Gregory Holst (born February 21, 1954 in Montreal, Quebec) is a Canadian-Austrian professional ice hockey coach and a former professional ice hockey player who played eleven games in the National Hockey League.

He is currently serving as head coach of Austrian EK Zell am See in the Alps Hockey League.

Playing career 
Holst played at the University of New Brunswick until 1973. He is a member of UNB's 1970's "All-Decade" team. He then enjoyed a highly productive 1973-74 season with the Kingston Canadians of the Ontario Junior Hockey League, tallying 33 goals and 47 assists in 62 contests. Holst then continued his scoring pace the following season with 33 goals and 37 assists in 62 games for the Winston-Salem Polar Twins of the Southern Hockey League.

▶ _RECORD EXCERPTS_:
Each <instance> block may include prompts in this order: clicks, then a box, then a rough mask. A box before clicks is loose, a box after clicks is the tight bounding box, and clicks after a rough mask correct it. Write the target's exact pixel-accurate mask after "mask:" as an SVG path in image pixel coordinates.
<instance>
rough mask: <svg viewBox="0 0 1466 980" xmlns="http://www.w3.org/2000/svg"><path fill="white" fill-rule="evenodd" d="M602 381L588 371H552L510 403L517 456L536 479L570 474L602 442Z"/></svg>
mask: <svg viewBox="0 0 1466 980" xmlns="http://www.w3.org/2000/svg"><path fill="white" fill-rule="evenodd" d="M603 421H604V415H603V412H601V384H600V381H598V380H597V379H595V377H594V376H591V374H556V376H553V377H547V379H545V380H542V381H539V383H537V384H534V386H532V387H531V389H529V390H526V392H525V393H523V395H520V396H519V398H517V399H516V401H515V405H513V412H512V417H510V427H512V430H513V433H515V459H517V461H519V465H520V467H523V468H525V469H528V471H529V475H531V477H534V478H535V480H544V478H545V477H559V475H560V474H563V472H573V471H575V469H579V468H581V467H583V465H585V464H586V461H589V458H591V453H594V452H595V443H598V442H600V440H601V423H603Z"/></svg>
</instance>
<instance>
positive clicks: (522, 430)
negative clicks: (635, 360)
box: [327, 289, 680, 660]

▶ _DIRECTIVE_: Continue the text about Gregory Holst's hockey career from the point where it stops.

▶ _OUTPUT FOR THIS EXERCISE_:
He made his NHL debut with the New York Rangers during the 1975-76 season and mostly spent time with their affiliate in the American Hockey League (AHL), the Providence Reds, tallying 37 goals and 44 assists in 69 games that season en route to AHL Rookie of the Year honors. He played nine more NHL contests for the Rangers over the following two years, splitting time between the Rangers and AHL's New Haven Nighthawks.

In 1978 Holst joined Innsbrucker EV of Austria's top division, the Bundesliga. He became one of the most famous Canadian players in Austria and dominated the league while playing for Innsbruck, Wiener EV, Salzburger EC, Villacher SV and EC Graz over the years. Holst received Austrian citizenship and made the Austrian national team, representing the country at four World Championships (Group B). He finished his active career in 1993. Holst played 540 games in the Austrian league, scoring 522 goals. He had his jersey number 14 retired by Innsbrucker EV.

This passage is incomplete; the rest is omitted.